### TASK BRIEF:
Reproduce in full, word for word, the essay below on measurement and human contact in cancer care.

### DOCUMENT TEXT:
---
What gets measured gets managed, and what gets managed is given meaning.
For background, I practice medicine as a medical oncologist. This means I treat cancer patients in an inpatient and outpatient setting. I started this essay with a paraphrase of the famous Peter Drucker quote. It’s been on my mind of late.
There’s been a discussion online about when, if ever, healthcare should return to its pre-COVID norm, including asking at what point can doctors and patients meet each other unmasked. This essay is not meant to say that we have, necessarily, reached that point. But it is intended to emphatically call for that return to be our goal.
I was seeing patients in clinic recently, and I noticed how my own behavior has been altered. The facility where I work sends surveys after each visit, and one question is “did your provider wash their hands on entry into your room.” Our staff decided that, in the hand gel era, this can be interpreted as “did your doctor or nurse visibly slather a bunch of alcohol foam on their hands as they walked in the door?”
And that is not, by itself, a bad thing. No one in healthcare wants to be a vector for disease transmission, and there’s proven benefit to good hand hygiene in many situations, such as on hospital wards. But in order to satisfy a survey, I was walking into an exam room and, very first thing, covering my hands with gel. This might have a small effect on infection rates, but I can tell you what else it does affect: handshakes.
Yes, I know, those horrible disease-laden vectors that the COVID era banished. But I’m going to make the case that handshakes matter.
More broadly, physical human contact matters. It’s harder to measure, because it’s always contextual. A survey question of “did your doctor put her hand on your shoulder when she saw you were struggling” is not feasible. But that doesn’t mean such a gesture could not be incredibly important for both the doctor and the patient.
To turn the Drucker saying on its head, don’t confuse the measurable with the meaningful.
Because every intervention has consequences. Those can be explicit, like side effects from a vaccine, or implicit, such as how limited resources get deployed. Often, the negative effects are hard to measure, or appear much further down the road. We are starting to see the horrific impact that school closure and distance learning have had on student attendance and educational attainment. We are still in the early stages of assessing how masking and other forms of social distancing impacted language and social development. There’s a new epidemic growing, but this time in behavioral health; we need an honest accounting of how anxiety and isolation caused by our policy contributed to this.
---
### DATA SECTION:
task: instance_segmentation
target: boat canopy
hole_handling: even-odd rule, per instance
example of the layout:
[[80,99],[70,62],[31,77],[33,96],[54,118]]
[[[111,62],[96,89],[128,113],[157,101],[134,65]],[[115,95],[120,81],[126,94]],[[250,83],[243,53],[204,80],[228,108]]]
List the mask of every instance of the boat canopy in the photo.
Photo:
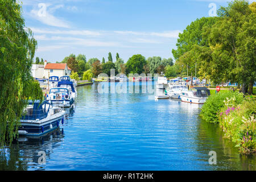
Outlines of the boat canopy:
[[[67,78],[67,76],[64,76],[64,77],[65,77]],[[70,87],[71,88],[71,90],[72,90],[72,92],[74,92],[74,93],[76,92],[76,91],[75,90],[74,85],[73,85],[73,82],[70,81],[70,77],[69,76],[67,77],[68,78],[69,78],[69,81],[68,81],[68,80],[64,80],[65,78],[61,79],[62,77],[60,78],[60,80],[61,81],[58,82],[57,87],[61,87],[61,85],[65,85],[65,86],[69,85]],[[67,79],[68,79],[68,78],[67,78]]]
[[63,76],[60,77],[61,81],[71,81],[70,77],[69,76]]
[[50,76],[49,77],[49,81],[59,81],[59,77],[56,76]]
[[26,115],[22,116],[20,119],[36,120],[37,119],[42,119],[46,118],[49,112],[51,104],[47,101],[44,101],[40,104],[40,101],[36,100],[34,102],[29,101],[28,105],[32,105],[32,107],[27,107]]
[[194,96],[197,97],[208,97],[210,96],[210,90],[205,87],[193,87],[191,90]]
[[49,93],[59,93],[59,92],[64,92],[66,93],[67,94],[68,94],[68,90],[67,88],[53,88],[52,89],[51,89],[50,92]]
---
### FINISHED EXERCISE:
What gets measured gets managed, and what gets managed is given meaning.
For background, I practice medicine as a medical oncologist. This means I treat cancer patients in an inpatient and outpatient setting. I started this essay with a paraphrase of the famous Peter Drucker quote. It’s been on my mind of late.
There’s been a discussion online about when, if ever, healthcare should return to its pre-COVID norm, including asking at what point can doctors and patients meet each other unmasked. This essay is not meant to say that we have, necessarily, reached that point. But it is intended to emphatically call for that return to be our goal.
I was seeing patients in clinic recently, and I noticed how my own behavior has been altered. The facility where I work sends surveys after each visit, and one question is “did your provider wash their hands on entry into your room.” Our staff decided that, in the hand gel era, this can be interpreted as “did your doctor or nurse visibly slather a bunch of alcohol foam on their hands as they walked in the door?”
And that is not, by itself, a bad thing. No one in healthcare wants to be a vector for disease transmission, and there’s proven benefit to good hand hygiene in many situations, such as on hospital wards. But in order to satisfy a survey, I was walking into an exam room and, very first thing, covering my hands with gel. This might have a small effect on infection rates, but I can tell you what else it does affect: handshakes.
Yes, I know, those horrible disease-laden vectors that the COVID era banished. But I’m going to make the case that handshakes matter.
More broadly, physical human contact matters. It’s harder to measure, because it’s always contextual. A survey question of “did your doctor put her hand on your shoulder when she saw you were struggling” is not feasible. But that doesn’t mean such a gesture could not be incredibly important for both the doctor and the patient.
To turn the Drucker saying on its head, don’t confuse the measurable with the meaningful.
Because every intervention has consequences. Those can be explicit, like side effects from a vaccine, or implicit, such as how limited resources get deployed. Often, the negative effects are hard to measure, or appear much further down the road. We are starting to see the horrific impact that school closure and distance learning have had on student attendance and educational attainment. We are still in the early stages of assessing how masking and other forms of social distancing impacted language and social development. There’s a new epidemic growing, but this time in behavioral health; we need an honest accounting of how anxiety and isolation caused by our policy contributed to this.